## Page
▼▼▼

[Bioperl-l] EMBL/genbank organism parsing

Tue Mar 14 11:28:34 UTC 2006

Hi Hilmar/Jason,

Thanks for the comments. Please excuse the breach of netiquette by 
replying to you both in one message, but given the overlaps it's the 
easiest way....

Jason Stajich wrote:
> I *think* the fields in the Taxonomy::Node object should be suffient 
> to separate out the field you are talking about. 
I've had a look at Taxonomy::Node, and it looks like it will indeed hold 
the necessary fields. There are some distinctions below species level 
such as serovars and pathovars  which I though may need special 
handling, but NCBI taxonomy seems happy to treat these as separate 
species. Well....they provide distinct nodes with the rank of 'species' 
for each one, which probably means they consider them separate species...

Hilmar Lapp wrote:
> I don't think tweaking individual parsers until they behave as desired 
> on a then-current set examples is going to put an end to this
I agree with this completely. I haven't looked so closely at Genbank, 
but the EMBL User Manual dictates a 'standard' which does not appear to 
be enforced, to the extent that certain OS lines are little more than 
free text. This situation looks even worse in Uniprot, where there can 
be multiple bracketed names following the latin name, which may 
represent synonyms, strains or common-names, but with little contextual 
information to allow you to determine what the data is. I think, 
certainly for Uniprot, and probably for EMBL/Genbank, there is little 
chance in reliably parsing organism names.

Hilmar Lapp wrote:
> Or, quite radical in approach, we require the NCBI taxonomy database 
> (or any other implementation of Bio::DB::Taxonomy, e.g. could be 
> through BioSQL or what not) and otherwise disclaim responsibility for 
> correctly parsing the species. 
This seems perhaps the most pragmatic option, although I'd be worried 
about not providing any means of getting at species information in 
situations where access to a taxonomy database is not available for 
whatever reason (laziness included!), and the probable loss of speed 
associated with carrying out these queries.

▲▲▲

## Work required
Reproduce the passage of the organism-parsing message from "Thanks for the" up to and including "are talking about.".

## Supplied information
▼▼▼

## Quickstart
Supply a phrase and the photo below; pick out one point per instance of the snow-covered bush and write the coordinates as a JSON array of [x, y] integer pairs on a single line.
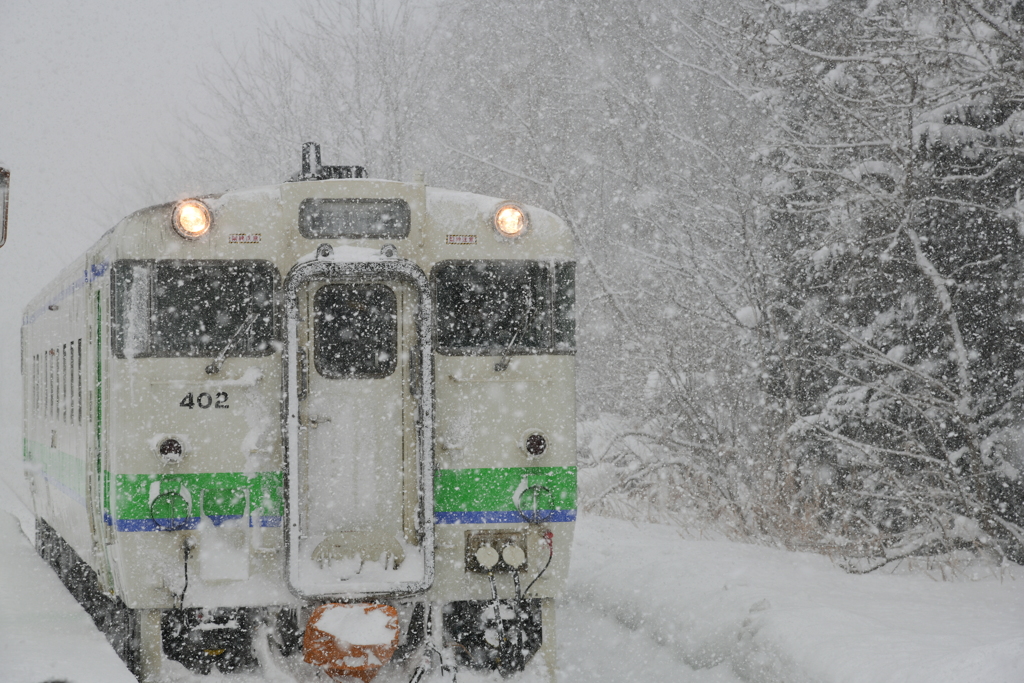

▲▲▲

## Task response
Thanks for the comments. Please excuse the breach of netiquette by 
replying to you both in one message, but given the overlaps it's the 
easiest way....

Jason Stajich wrote:
> I *think* the fields in the Taxonomy::Node object should be suffient 
> to separate out the field you are talking about.